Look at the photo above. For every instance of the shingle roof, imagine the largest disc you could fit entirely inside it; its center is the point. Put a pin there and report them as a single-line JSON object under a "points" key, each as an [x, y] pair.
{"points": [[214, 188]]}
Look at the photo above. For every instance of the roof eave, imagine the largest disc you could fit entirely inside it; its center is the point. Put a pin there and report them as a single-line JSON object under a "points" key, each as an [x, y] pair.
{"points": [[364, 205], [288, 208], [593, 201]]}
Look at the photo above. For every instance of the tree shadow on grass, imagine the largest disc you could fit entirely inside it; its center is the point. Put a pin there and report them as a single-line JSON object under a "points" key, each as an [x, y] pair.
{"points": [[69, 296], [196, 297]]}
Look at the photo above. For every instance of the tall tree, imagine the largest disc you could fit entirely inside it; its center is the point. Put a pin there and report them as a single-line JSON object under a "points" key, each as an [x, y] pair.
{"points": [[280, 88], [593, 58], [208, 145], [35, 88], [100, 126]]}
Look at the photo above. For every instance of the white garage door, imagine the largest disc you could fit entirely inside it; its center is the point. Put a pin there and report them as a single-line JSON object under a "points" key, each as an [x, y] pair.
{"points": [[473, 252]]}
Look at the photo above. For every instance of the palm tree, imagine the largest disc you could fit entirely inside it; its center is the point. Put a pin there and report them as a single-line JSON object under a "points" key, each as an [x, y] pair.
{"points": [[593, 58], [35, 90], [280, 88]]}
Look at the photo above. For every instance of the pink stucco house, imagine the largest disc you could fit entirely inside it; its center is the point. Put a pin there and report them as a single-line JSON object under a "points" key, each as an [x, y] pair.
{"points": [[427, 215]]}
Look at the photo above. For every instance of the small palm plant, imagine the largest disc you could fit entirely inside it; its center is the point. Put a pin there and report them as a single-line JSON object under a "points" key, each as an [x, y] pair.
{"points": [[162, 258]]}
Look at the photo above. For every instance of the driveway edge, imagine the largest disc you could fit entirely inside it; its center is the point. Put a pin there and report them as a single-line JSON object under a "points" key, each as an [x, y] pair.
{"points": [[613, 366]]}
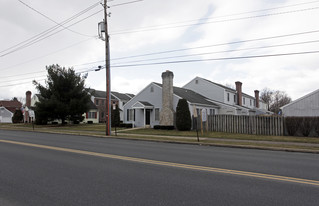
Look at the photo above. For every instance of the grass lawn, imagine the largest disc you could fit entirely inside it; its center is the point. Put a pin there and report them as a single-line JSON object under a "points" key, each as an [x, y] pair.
{"points": [[223, 135], [216, 138]]}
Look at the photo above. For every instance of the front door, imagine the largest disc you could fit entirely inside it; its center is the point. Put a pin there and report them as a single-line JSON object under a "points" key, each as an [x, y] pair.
{"points": [[148, 117]]}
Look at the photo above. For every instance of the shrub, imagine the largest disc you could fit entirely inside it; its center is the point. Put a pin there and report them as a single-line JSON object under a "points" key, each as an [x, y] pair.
{"points": [[306, 125], [183, 116], [126, 125], [115, 117], [316, 124], [292, 125], [17, 116], [164, 127]]}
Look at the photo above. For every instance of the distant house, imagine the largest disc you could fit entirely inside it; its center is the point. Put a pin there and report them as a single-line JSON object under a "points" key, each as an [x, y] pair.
{"points": [[7, 109], [99, 99], [306, 106], [156, 103], [91, 116], [5, 115], [231, 101]]}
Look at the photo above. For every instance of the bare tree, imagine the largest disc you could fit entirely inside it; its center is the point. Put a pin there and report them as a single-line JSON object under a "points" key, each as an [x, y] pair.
{"points": [[274, 99], [266, 96]]}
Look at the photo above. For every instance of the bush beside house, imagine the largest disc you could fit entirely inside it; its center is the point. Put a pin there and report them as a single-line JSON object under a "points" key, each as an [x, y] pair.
{"points": [[183, 116]]}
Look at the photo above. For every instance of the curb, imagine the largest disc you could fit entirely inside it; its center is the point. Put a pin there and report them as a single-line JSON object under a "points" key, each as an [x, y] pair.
{"points": [[177, 141]]}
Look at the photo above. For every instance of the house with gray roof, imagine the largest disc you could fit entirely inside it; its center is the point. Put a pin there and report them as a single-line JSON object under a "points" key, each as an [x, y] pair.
{"points": [[306, 106], [231, 101], [99, 99], [146, 109]]}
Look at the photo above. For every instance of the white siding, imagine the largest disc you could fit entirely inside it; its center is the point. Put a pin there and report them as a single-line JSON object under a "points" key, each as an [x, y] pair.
{"points": [[305, 106], [5, 115], [207, 89], [151, 94]]}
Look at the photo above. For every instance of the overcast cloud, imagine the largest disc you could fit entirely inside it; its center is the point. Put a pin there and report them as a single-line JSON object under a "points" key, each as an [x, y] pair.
{"points": [[222, 21]]}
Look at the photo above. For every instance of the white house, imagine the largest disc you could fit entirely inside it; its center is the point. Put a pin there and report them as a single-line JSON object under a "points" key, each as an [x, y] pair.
{"points": [[229, 100], [91, 116], [148, 106], [306, 106], [5, 115], [99, 99]]}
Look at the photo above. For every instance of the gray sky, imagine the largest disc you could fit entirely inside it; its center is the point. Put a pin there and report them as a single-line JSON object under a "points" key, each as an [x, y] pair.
{"points": [[216, 34]]}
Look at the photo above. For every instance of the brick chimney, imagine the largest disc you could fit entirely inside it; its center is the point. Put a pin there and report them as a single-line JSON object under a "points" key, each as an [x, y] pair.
{"points": [[257, 98], [27, 104], [167, 113], [239, 93]]}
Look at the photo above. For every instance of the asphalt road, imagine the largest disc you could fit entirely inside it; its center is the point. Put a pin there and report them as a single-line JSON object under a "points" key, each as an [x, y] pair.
{"points": [[96, 171]]}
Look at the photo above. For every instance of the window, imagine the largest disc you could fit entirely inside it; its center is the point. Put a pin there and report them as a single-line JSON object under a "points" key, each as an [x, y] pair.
{"points": [[130, 115], [157, 118], [91, 115]]}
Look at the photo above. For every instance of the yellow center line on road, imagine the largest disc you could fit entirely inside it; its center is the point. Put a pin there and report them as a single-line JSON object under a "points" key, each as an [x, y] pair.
{"points": [[171, 164]]}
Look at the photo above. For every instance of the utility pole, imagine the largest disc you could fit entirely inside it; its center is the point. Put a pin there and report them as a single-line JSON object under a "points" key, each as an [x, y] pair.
{"points": [[108, 73]]}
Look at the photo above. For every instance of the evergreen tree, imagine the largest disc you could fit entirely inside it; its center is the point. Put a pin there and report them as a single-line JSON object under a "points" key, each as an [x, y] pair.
{"points": [[115, 117], [183, 116], [64, 97], [17, 116]]}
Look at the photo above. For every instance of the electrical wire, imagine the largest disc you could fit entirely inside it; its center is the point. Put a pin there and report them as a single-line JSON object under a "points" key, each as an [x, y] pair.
{"points": [[53, 20], [189, 61], [224, 51], [45, 34], [223, 16], [125, 3], [209, 22], [219, 44], [37, 58], [217, 59]]}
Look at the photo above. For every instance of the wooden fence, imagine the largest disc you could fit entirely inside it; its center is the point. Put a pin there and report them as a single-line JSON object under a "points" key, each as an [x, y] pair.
{"points": [[258, 125]]}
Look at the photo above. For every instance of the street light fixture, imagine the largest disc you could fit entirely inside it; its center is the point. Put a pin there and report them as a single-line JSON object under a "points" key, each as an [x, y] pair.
{"points": [[103, 34]]}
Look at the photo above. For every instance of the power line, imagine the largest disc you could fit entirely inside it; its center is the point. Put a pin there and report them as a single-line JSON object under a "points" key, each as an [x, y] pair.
{"points": [[190, 61], [219, 44], [209, 22], [180, 56], [31, 60], [125, 3], [224, 51], [45, 34], [223, 16], [217, 59], [52, 19]]}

Exercise details ::
Extract every line from the one containing "Look at the photo above. For every instance of the evergreen" through the last line of the data, inclusive, exactly as written.

Task output ::
Look at the photo above. For every instance of the evergreen tree, imagine the largest disc you could fit entirely inside it; its center is the point. Put a pin there and report them as a single-line JSON object under a "points" key, each as an [x, y] pair.
{"points": [[115, 117], [183, 116], [64, 97], [17, 116]]}
Look at the photo above. For every instance of the electrical wire, imagine the largest disc you could fit entirely inside it; its center is the point. Put a pin there and report them as a single-line JSON object under a "points" key, each as an [x, y] pair.
{"points": [[53, 20], [189, 61], [224, 51], [45, 34], [223, 16], [125, 3], [209, 22], [219, 44], [37, 58], [217, 59]]}
Look at the photo above. For every instance of the wooden fence, imagine the largest disc you could fit entirely inside it; its center is the point. Put a pin there and report them as a single-line JSON object under a "points" key, each as an [x, y] pair.
{"points": [[258, 125]]}
Look at the photo above. For every instance of the street light fixture, imagine the largest disc you could fit entirely inside it; its center is the point. Put a pin there and report them as a single-line JSON object under a "points" key, each as an [x, y] pair.
{"points": [[103, 34]]}
Look at the photo above. For every instance of the power line, imagine the largest disc you could fit entirely inside it; its center is the point. Put a pin there and report them as a single-line JSON object under a "points" key, each as an [x, y] pair.
{"points": [[190, 61], [219, 44], [209, 22], [180, 56], [31, 60], [125, 3], [224, 51], [45, 34], [223, 16], [217, 59], [52, 19]]}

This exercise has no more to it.